Görev A: Okuma metnine göre satıcının zapttan sorumluluğu hangi durumda doğar? Cevabınızı metindeki gerekçeye dayanarak açıklayın.
Görev B:
Okuma metnine göre aşağıdaki soruları cevaplayın.
(i) Satıcının zapta karşı sorumluluğu hangi kanunun hangi maddeleri arasında düzenlenmiştir?
(ii) Tam zapt hangi haldir?
(iii) Kısmi zapt hangi hallerde söz konusudur?
Görev C: Okuma metninde "Satıcının satılanı teslim" sözleriyle başlayıp "tesis edilmesi halidir." sözlerine kadar devam eden bölümü aynen yazın.

Satıcının satılanı teslim etme, mülkiyetini geçirme sorumluluğunun yanında, mal üzerinde üstün bir hak iddia edilmesi sebebiyle satılanın alıcının elinden alınması halinde de sorumluluğu bulunmaktadır. Satıcının zapta karşı sorumluluğu, 6098 sayılı Türk Borçlar Kanunu’nun 214 ile 218. maddeleri arasında düzenlenmiştir. Satıcının zapttan sorumluluğu, satış sözleşmesinin kurulduğu sırada var olan bir üstün haktan dolayı satılanın üçüncü bir kişi tarafından alıcının elinden alınması veya mülkiyet hakkının sınırlandırılması durumunda satıcının sorumlu olmasıdır.

Satıcının zapttan sorumluluğu, tam zapt veya kısmi zapt olarak karşımıza çıkmaktadır. Tam zapt, satılanın tamamının alıcının elinden alınması halidir. Kısmi zapt ise satılanın bir kısmının alıcının elinden alınması veya satılan üzerinde ayni bir hak tesis edilmesi halidir.

Kayıtlı veriler:
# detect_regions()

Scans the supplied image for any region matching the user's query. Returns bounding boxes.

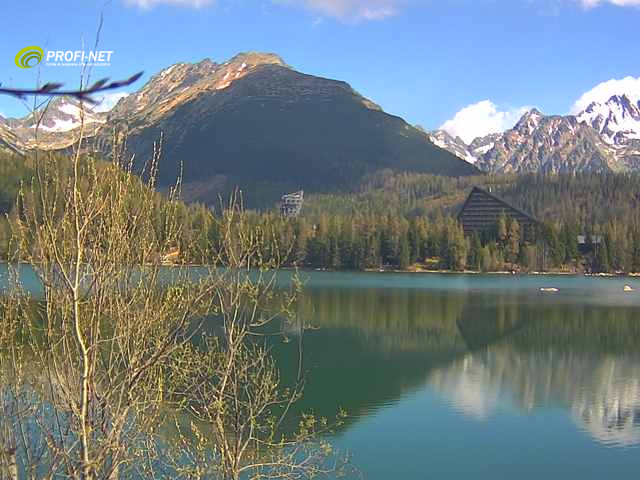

Doğru cevap A: Satıcı, satış sözleşmesinin kurulduğu sırada var olan bir üstün hak nedeniyle satılan üçüncü bir kişi tarafından alıcının elinden alınırsa ya da alıcının mülkiyet hakkı sınırlandırılırsa sorumlu olur.

Doğru cevap B:
(i) 6098 sayılı Türk Borçlar Kanunu'nun 214 ile 218. maddeleri arasında düzenlenmiştir.
(ii) Satılanın tamamının alıcının elinden alınması halidir.
(iii) Satılanın bir kısmı alıcının elinden alındığında ya da satılan üzerinde ayni bir hak tesis edildiğinde söz konusudur.

Doğru cevap C:
Satıcının satılanı teslim etme, mülkiyetini geçirme sorumluluğunun yanında, mal üzerinde üstün bir hak iddia edilmesi sebebiyle satılanın alıcının elinden alınması halinde de sorumluluğu bulunmaktadır. Satıcının zapta karşı sorumluluğu, 6098 sayılı Türk Borçlar Kanunu’nun 214 ile 218. maddeleri arasında düzenlenmiştir. Satıcının zapttan sorumluluğu, satış sözleşmesinin kurulduğu sırada var olan bir üstün haktan dolayı satılanın üçüncü bir kişi tarafından alıcının elinden alınması veya mülkiyet hakkının sınırlandırılması durumunda satıcının sorumlu olmasıdır.

Satıcının zapttan sorumluluğu, tam zapt veya kısmi zapt olarak karşımıza çıkmaktadır. Tam zapt, satılanın tamamının alıcının elinden alınması halidir. Kısmi zapt ise satılanın bir kısmının alıcının elinden alınması veya satılan üzerinde ayni bir hak tesis edilmesi halidir.